Mask labeling examples:
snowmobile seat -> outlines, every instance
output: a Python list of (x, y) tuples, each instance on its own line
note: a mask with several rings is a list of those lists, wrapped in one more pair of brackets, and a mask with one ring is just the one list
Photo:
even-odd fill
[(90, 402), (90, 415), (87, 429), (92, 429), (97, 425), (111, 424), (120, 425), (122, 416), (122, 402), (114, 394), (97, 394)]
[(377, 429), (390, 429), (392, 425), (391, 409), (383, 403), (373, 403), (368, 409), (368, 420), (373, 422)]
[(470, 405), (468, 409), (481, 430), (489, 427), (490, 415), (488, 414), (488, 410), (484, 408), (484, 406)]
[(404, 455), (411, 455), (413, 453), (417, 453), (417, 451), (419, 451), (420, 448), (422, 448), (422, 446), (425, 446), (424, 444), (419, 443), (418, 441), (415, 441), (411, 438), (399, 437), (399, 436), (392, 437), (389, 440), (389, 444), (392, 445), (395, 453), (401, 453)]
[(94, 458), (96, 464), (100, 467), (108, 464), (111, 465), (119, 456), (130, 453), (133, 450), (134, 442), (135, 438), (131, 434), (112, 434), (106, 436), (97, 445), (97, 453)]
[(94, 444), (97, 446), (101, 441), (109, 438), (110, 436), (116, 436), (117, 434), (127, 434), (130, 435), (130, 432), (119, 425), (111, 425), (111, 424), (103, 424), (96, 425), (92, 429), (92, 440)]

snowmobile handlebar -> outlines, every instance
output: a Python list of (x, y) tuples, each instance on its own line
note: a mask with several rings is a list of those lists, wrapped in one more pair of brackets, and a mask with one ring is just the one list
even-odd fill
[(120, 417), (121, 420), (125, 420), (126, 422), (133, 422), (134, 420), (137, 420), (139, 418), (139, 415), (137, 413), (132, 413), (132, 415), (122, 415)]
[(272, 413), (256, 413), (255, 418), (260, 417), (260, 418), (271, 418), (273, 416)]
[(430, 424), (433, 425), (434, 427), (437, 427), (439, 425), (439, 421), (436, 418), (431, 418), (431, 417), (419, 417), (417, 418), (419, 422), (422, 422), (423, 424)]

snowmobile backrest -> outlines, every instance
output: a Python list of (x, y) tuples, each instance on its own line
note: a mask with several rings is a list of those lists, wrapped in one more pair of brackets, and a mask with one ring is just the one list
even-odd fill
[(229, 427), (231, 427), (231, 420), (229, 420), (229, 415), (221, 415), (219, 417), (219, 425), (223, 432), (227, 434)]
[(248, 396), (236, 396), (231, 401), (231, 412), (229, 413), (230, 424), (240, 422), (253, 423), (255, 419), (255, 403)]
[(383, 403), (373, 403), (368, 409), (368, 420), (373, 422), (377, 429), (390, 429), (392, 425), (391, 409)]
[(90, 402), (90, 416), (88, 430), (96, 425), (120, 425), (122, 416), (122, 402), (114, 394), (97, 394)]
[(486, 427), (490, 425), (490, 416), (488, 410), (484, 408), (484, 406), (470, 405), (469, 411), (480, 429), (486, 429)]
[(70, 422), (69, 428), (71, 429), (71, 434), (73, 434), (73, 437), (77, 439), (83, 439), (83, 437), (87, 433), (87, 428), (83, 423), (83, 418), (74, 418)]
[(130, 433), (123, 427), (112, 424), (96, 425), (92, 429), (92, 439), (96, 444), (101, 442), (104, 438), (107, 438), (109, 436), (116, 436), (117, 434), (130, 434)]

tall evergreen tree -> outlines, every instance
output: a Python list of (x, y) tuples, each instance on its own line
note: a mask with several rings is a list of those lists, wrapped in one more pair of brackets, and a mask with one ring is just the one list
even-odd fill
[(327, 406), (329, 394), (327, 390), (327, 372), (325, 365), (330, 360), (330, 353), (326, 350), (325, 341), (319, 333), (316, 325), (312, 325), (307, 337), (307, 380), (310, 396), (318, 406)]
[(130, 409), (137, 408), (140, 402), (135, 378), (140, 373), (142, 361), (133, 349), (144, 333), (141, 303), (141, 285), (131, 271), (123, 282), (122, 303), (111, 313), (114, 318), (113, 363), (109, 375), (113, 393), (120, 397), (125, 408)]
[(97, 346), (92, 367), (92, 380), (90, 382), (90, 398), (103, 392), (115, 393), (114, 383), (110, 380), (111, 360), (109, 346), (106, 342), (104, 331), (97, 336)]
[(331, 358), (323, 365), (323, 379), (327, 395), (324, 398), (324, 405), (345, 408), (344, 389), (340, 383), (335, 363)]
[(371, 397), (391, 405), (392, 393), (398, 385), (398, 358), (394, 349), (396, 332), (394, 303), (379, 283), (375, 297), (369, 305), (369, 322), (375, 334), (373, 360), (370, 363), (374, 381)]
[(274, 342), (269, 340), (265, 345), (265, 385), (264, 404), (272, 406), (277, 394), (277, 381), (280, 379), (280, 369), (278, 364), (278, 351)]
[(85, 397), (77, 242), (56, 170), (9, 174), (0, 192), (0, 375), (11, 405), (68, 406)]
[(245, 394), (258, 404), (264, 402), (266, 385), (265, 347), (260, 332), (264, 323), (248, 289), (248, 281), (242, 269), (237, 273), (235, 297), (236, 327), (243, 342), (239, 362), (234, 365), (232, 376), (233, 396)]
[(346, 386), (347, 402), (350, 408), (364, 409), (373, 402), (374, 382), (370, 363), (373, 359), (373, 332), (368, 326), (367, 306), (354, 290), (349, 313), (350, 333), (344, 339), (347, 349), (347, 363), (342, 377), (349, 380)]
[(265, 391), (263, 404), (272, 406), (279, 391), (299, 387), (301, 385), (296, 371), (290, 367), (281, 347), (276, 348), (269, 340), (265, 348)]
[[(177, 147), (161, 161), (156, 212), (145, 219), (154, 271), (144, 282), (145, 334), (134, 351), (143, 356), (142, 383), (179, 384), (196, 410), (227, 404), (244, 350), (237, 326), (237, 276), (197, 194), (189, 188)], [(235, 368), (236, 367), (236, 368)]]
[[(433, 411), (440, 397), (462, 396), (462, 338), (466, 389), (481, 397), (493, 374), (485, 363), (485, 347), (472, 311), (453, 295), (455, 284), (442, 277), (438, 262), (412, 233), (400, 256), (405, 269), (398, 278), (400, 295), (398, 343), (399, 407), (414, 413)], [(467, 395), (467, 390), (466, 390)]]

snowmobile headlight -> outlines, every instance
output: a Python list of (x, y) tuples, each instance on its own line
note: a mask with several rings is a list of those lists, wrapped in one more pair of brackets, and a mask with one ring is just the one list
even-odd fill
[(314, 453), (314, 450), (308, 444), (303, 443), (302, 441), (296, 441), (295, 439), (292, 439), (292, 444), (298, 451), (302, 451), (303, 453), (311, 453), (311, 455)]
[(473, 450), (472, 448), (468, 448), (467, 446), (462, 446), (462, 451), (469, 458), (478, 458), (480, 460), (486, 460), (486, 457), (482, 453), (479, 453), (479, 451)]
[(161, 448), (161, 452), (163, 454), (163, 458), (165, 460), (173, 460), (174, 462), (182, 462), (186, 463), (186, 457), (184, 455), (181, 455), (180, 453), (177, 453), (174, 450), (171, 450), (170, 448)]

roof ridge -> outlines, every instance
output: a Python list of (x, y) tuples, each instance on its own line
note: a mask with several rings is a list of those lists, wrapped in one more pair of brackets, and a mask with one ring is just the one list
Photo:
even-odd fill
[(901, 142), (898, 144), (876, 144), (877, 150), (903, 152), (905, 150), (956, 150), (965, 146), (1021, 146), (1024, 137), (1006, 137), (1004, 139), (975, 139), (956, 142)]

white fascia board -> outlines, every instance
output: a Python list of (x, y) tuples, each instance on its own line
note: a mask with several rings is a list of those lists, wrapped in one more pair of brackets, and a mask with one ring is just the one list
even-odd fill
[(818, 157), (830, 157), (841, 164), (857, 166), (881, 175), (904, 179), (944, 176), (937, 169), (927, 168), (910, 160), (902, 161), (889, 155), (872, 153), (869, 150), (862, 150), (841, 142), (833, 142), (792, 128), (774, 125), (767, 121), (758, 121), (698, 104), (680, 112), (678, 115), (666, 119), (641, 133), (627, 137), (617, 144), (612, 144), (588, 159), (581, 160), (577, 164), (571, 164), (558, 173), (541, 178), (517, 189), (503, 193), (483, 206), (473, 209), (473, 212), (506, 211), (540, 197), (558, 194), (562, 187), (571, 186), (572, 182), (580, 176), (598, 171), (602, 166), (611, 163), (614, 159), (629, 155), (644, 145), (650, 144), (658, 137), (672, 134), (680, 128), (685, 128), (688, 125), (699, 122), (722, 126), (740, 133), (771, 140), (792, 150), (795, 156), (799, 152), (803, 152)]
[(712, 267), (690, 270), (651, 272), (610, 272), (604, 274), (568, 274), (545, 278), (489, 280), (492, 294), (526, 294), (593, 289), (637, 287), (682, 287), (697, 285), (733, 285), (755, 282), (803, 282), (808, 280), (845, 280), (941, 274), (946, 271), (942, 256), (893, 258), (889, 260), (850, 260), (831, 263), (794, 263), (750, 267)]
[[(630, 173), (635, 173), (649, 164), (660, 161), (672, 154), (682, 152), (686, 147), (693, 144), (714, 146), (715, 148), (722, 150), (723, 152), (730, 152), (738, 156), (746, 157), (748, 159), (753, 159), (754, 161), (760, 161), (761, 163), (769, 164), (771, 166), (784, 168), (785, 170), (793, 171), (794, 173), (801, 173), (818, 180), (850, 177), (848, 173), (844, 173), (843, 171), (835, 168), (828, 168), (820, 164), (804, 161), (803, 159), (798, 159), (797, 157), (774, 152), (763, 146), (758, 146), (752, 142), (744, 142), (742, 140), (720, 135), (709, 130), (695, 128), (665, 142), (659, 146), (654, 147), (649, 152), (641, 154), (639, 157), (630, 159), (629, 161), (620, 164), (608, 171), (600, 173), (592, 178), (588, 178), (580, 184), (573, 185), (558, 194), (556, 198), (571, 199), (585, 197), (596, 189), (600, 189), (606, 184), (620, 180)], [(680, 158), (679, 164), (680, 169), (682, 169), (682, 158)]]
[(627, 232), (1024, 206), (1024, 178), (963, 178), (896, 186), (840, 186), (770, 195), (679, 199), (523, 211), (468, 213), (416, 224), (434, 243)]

- **EXERCISE DESCRIPTION**
Edit the lines from the line with "tall evergreen tree" up to and including the line with "331), (97, 336)]" so that "outlines" becomes "polygons". Give only those lines, with everything else left as it is.

- **SOLUTION TO THIS EXERCISE**
tall evergreen tree -> polygons, every instance
output: a Python list of (x, y) tuples, each instance on its own line
note: a mask with several rings is a list of those lists, wrapped in one more pair of brackets, and a mask with one ring is just the one list
even-odd fill
[(327, 406), (329, 394), (327, 390), (327, 372), (325, 365), (330, 360), (330, 353), (326, 350), (325, 341), (319, 333), (316, 325), (312, 325), (307, 337), (307, 380), (310, 396), (318, 406)]
[(130, 409), (137, 408), (140, 402), (135, 378), (140, 373), (142, 361), (133, 349), (144, 333), (141, 303), (141, 285), (131, 271), (123, 282), (122, 303), (111, 313), (114, 318), (113, 363), (109, 375), (113, 393), (120, 397), (125, 408)]
[(97, 346), (92, 367), (92, 380), (90, 382), (90, 398), (103, 392), (115, 393), (114, 383), (110, 380), (111, 360), (109, 346), (106, 342), (104, 331), (97, 336)]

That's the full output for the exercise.